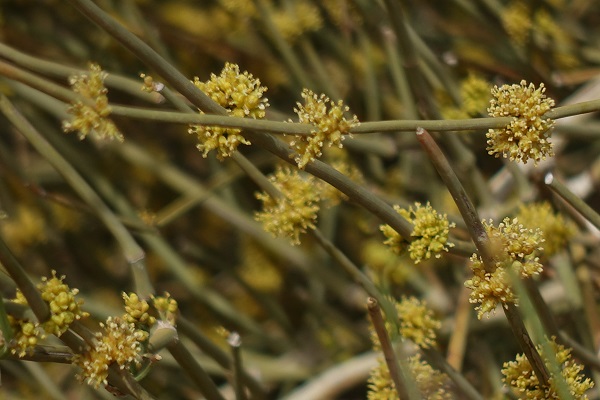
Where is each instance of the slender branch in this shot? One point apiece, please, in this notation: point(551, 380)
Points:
point(17, 273)
point(195, 371)
point(399, 377)
point(235, 342)
point(482, 242)
point(561, 190)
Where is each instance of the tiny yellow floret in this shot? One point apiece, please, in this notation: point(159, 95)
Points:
point(515, 248)
point(242, 96)
point(90, 114)
point(429, 235)
point(331, 126)
point(295, 211)
point(520, 377)
point(527, 136)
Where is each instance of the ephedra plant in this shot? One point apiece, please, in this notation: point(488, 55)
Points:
point(299, 199)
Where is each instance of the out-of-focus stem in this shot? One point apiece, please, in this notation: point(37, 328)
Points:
point(235, 342)
point(400, 376)
point(482, 242)
point(577, 203)
point(17, 273)
point(221, 357)
point(195, 371)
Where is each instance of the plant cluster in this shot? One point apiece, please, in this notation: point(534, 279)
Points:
point(424, 216)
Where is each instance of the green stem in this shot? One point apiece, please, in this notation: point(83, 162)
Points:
point(225, 360)
point(561, 190)
point(17, 273)
point(195, 371)
point(484, 248)
point(400, 376)
point(467, 390)
point(132, 251)
point(57, 70)
point(284, 48)
point(235, 342)
point(148, 56)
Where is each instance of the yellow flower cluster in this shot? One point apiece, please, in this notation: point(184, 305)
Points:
point(556, 229)
point(64, 307)
point(27, 336)
point(92, 113)
point(329, 121)
point(520, 377)
point(258, 270)
point(120, 343)
point(136, 311)
point(242, 96)
point(515, 248)
point(167, 308)
point(430, 233)
point(527, 136)
point(417, 322)
point(432, 384)
point(296, 210)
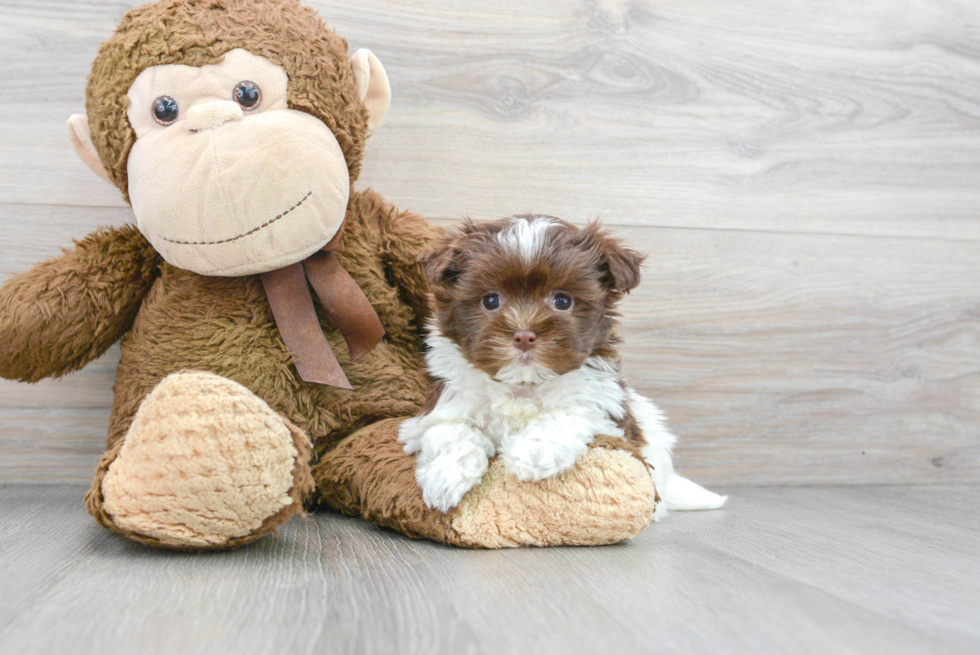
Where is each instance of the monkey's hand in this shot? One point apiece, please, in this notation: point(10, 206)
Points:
point(67, 311)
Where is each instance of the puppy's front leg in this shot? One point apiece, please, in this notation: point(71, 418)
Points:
point(452, 460)
point(549, 445)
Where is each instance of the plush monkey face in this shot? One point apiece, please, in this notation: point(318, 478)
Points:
point(226, 175)
point(224, 178)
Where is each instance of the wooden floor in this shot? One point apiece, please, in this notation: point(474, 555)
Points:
point(804, 175)
point(804, 570)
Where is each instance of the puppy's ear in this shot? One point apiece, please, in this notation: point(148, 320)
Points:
point(619, 265)
point(444, 265)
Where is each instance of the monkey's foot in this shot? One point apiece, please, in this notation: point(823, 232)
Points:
point(608, 496)
point(206, 464)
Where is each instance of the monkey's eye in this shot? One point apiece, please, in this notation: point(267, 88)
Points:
point(491, 301)
point(247, 94)
point(562, 302)
point(165, 110)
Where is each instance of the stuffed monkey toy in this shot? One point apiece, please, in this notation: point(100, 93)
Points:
point(270, 315)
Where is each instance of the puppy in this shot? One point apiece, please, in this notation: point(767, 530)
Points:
point(522, 347)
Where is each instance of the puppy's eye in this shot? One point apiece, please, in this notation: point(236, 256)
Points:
point(165, 110)
point(247, 94)
point(491, 301)
point(562, 302)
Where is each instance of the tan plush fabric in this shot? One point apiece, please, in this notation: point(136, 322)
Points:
point(205, 462)
point(195, 33)
point(606, 498)
point(221, 456)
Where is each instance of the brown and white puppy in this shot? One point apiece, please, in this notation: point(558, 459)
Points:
point(523, 350)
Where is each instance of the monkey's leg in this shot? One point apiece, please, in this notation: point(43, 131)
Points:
point(607, 497)
point(205, 464)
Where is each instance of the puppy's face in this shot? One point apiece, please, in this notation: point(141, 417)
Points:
point(527, 298)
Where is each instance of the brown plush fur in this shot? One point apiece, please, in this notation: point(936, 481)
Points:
point(586, 265)
point(199, 32)
point(69, 310)
point(597, 505)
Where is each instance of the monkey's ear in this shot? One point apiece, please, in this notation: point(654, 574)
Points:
point(372, 86)
point(81, 141)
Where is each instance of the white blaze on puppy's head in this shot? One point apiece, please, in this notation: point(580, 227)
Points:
point(528, 298)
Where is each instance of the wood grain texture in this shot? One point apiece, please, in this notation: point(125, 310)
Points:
point(804, 175)
point(806, 570)
point(793, 116)
point(779, 359)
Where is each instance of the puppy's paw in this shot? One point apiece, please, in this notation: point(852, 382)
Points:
point(448, 476)
point(539, 455)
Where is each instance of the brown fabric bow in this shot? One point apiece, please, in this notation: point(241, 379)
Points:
point(347, 307)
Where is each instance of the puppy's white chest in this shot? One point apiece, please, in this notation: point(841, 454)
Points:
point(512, 415)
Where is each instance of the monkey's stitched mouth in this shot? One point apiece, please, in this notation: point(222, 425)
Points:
point(244, 234)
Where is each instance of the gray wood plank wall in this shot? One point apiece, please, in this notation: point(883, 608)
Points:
point(804, 175)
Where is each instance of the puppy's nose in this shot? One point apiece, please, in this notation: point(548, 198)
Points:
point(525, 340)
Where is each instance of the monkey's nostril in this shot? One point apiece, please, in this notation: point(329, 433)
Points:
point(525, 340)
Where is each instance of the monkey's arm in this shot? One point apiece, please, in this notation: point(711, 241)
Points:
point(65, 312)
point(404, 237)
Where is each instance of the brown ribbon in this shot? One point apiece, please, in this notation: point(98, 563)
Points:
point(346, 306)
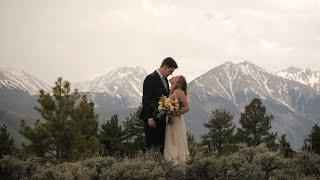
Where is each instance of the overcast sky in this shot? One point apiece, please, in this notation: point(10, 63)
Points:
point(82, 39)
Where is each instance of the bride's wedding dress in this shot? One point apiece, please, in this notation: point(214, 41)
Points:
point(175, 144)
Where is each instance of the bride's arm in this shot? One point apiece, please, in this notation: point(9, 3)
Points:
point(181, 95)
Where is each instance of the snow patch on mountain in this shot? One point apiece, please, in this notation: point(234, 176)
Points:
point(18, 79)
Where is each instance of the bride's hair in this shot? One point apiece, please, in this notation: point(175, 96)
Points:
point(182, 84)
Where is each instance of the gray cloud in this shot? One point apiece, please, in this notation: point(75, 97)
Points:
point(80, 39)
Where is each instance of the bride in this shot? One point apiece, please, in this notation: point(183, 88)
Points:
point(175, 144)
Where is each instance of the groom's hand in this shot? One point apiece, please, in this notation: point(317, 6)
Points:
point(151, 122)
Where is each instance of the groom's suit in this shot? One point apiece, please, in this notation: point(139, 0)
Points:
point(153, 89)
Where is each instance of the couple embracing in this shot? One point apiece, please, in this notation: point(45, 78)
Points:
point(168, 138)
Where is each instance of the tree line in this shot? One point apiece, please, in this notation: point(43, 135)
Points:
point(69, 131)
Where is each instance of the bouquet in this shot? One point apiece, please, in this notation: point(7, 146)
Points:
point(170, 106)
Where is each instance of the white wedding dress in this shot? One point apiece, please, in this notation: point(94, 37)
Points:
point(175, 143)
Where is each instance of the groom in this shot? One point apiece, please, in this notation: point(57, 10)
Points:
point(156, 85)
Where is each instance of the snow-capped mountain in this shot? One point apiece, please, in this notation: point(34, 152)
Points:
point(232, 86)
point(12, 78)
point(123, 83)
point(307, 76)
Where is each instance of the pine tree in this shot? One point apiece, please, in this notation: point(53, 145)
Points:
point(134, 133)
point(68, 129)
point(6, 142)
point(256, 125)
point(312, 142)
point(220, 138)
point(113, 137)
point(285, 149)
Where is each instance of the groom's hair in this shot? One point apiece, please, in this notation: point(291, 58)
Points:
point(170, 62)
=-=-=-=-=
(EXERCISE OBJECTIVE):
Keep the pictures out of your copy, and repeat every entry above exactly.

(EXERCISE RESPONSE):
Where is each instance of the slender branch in this shot? One point apiece, please, in this notation: point(551, 380)
Points:
point(17, 273)
point(195, 371)
point(399, 377)
point(235, 342)
point(482, 242)
point(561, 190)
Where is each instance of the tiny yellow floret in this shot? One point apiece, please, in this notation: point(159, 95)
Points:
point(515, 248)
point(242, 96)
point(90, 114)
point(429, 235)
point(331, 126)
point(295, 211)
point(520, 377)
point(527, 136)
Where is each instance of the ephedra plant in this shot? One point apiece, please, in this notation: point(488, 55)
Points:
point(299, 199)
Where is each instance of the out-of-focus stem in this shot? One point apiece, please, in this notation: point(37, 328)
Points:
point(235, 342)
point(400, 376)
point(482, 242)
point(577, 203)
point(17, 273)
point(221, 357)
point(195, 371)
Where is each instance of the plant cluster in this shot? One point apiece, please, in this notation: point(534, 279)
Points:
point(424, 216)
Where is each instance of the green stem in this shot? One point apiece, please, in this notation: point(83, 162)
Points:
point(225, 360)
point(561, 190)
point(17, 273)
point(195, 371)
point(484, 248)
point(400, 376)
point(467, 390)
point(132, 251)
point(57, 70)
point(284, 48)
point(235, 342)
point(148, 56)
Where is each instance of the yellow flower cluster in this shot? One point apiece, please, in this notation: point(184, 305)
Points:
point(556, 229)
point(64, 307)
point(27, 336)
point(92, 113)
point(329, 121)
point(520, 377)
point(258, 270)
point(120, 343)
point(136, 311)
point(242, 96)
point(515, 248)
point(167, 308)
point(430, 233)
point(527, 136)
point(417, 322)
point(432, 384)
point(296, 210)
Where is each instance of the monkey's hand in this shot? One point apiece, please, in this notation: point(10, 206)
Points:
point(67, 311)
Where is each instance of the puppy's front leg in this shot? One point apiece, please, in this notation: point(71, 418)
Points:
point(452, 460)
point(549, 445)
Where is each instance of the plush monkey face in this shot? One point apiece, please, in this notation: point(318, 478)
Points:
point(226, 175)
point(224, 178)
Where is each instance of the wooden floor in this shot? One point apiece, please, in this notation: point(474, 555)
Points:
point(804, 175)
point(804, 570)
Where is each instance of the puppy's ear in this shot? One point apiece, please, in this notation: point(148, 320)
Points:
point(619, 265)
point(444, 265)
Where is each instance of the monkey's foot in this shot? One point apiece, please, in this notation: point(823, 232)
Points:
point(608, 496)
point(206, 464)
Where is each instance of the monkey's eye in this shot? One point apiece, please, in this notation: point(267, 88)
Points:
point(491, 301)
point(247, 94)
point(562, 302)
point(165, 110)
Where is each instance of the stuffed monkey toy in this shot? One point apiece, please, in this notation: point(100, 93)
Points:
point(270, 315)
Where is each instance of the puppy in this shot? One point apiece, please, in this notation: point(767, 530)
Points:
point(522, 347)
Where is each instance of the puppy's eye in this shot? One point apiece, please, in this notation: point(236, 256)
Points:
point(165, 110)
point(247, 94)
point(491, 301)
point(562, 302)
Where is each instance of the tan plush fabric in this shot? One point apiece, please, in this notation: point(136, 322)
Points:
point(205, 462)
point(195, 33)
point(606, 498)
point(221, 456)
Where is each instance of the brown and white puppy in this shot? One point apiece, please, in this notation: point(558, 459)
Points:
point(523, 350)
Where is each instance of the monkey's leg in this shot? One point apiece, please, in this notation: point(43, 131)
Points:
point(607, 497)
point(205, 464)
Where is each instance of the puppy's face in this shot? One point apiece, please, in this notation: point(141, 417)
Points:
point(527, 298)
Where is each instance of the brown plush fur in this shot? One point apiece, please, in this notation: point(936, 481)
Points:
point(586, 265)
point(199, 32)
point(69, 310)
point(597, 505)
Where is each instance of the monkey's ear in this shot? One point apiece, please, in this notation: point(654, 574)
Points:
point(372, 86)
point(81, 141)
Where is each instance of the white blaze on puppy's head in this shot? One point apiece, please, in this notation: point(580, 227)
Points:
point(528, 298)
Where is each instance of the wood grain texture in this shot? One point apiece, please, in this notation: point(125, 310)
Points:
point(804, 175)
point(806, 570)
point(793, 116)
point(779, 359)
Where is each instance of the puppy's paw in this shot? One point apiece, please, in this notation: point(852, 382)
Points:
point(448, 476)
point(539, 455)
Where is each instance of the brown fabric bow in this shot? One point apiece, please, in this notation: point(241, 379)
Points:
point(347, 307)
Where is each instance of the puppy's white chest in this shot? One point apiece, please, in this notation: point(841, 454)
Points:
point(512, 415)
Where is each instance of the monkey's stitched mouth in this shot? One point apiece, please, in this notation: point(222, 425)
Points:
point(244, 234)
Where is each instance of the gray wood plank wall in this shot? One point apiece, please, in this notation: point(883, 608)
Points:
point(804, 175)
Where is each instance of the puppy's nose in this shot? One point apiece, please, in this notation: point(548, 198)
Points:
point(525, 340)
Where is each instance of the monkey's nostril in this shot? One point apiece, please, in this notation: point(329, 433)
Points:
point(525, 340)
Where is each instance of the monkey's arm in this shot? One point apiece, please, in this notation: point(711, 241)
Points:
point(65, 312)
point(404, 237)
Where is each instance of the brown ribbon in this shot? One point apiece, please, in this notation: point(98, 563)
Points:
point(346, 306)
Where is each instance of the overcast sky in this shot? One point apiece, please, in this notation: point(10, 63)
Points:
point(82, 39)
Where is each instance of the bride's wedding dress in this shot? One point apiece, please, in this notation: point(214, 41)
Points:
point(175, 144)
Where is each instance of the bride's arm in this shot? One point apiece, please, in this notation: point(9, 3)
Points:
point(181, 95)
Where is each instance of the snow patch on mountain in this shot? One point apiece, please, in this notation: point(234, 176)
Points:
point(18, 79)
Where is each instance of the bride's hair in this shot? One point apiece, please, in this notation: point(175, 96)
Points:
point(182, 84)
Where is each instance of the gray cloud in this shot? One point apiece, please, in this notation: point(75, 97)
Points:
point(80, 39)
Where is each instance of the bride in this shot? One point apiece, please, in this notation: point(183, 88)
Points:
point(175, 144)
Where is each instance of the groom's hand in this shot? One point apiece, please, in this notation: point(317, 6)
Points:
point(151, 122)
Where is each instance of the groom's suit in this shot? One point apiece, please, in this notation: point(139, 0)
Points:
point(153, 89)
Where is each instance of the couple embracing in this shot? One point apiece, please, in this notation: point(45, 78)
Points:
point(168, 138)
Where is each instance of the tree line in this shot? One point apiece, please, in this notation: point(43, 135)
Points:
point(69, 131)
Where is each instance of the bouquet in this shot? One point apiece, please, in this notation: point(7, 146)
Points:
point(170, 106)
Where is each instance of the white wedding dress in this shot? One point apiece, please, in this notation: point(94, 37)
Points:
point(175, 143)
Where is each instance of the groom in this shot? One point apiece, please, in this notation: point(57, 10)
Points:
point(156, 85)
Where is each instance of the snow-capped mountain in this shot? One point apiece, please, in this notation: point(34, 152)
Points:
point(232, 86)
point(12, 78)
point(123, 83)
point(307, 76)
Where is each instance of the pine tree in this shot? One point apiece, please, in this notation: point(53, 145)
Points:
point(134, 133)
point(68, 129)
point(6, 142)
point(256, 125)
point(312, 142)
point(220, 138)
point(113, 137)
point(285, 149)
Where is each instance of the groom's hair in this shot? One point apiece, please, in this notation: point(291, 58)
Points:
point(170, 62)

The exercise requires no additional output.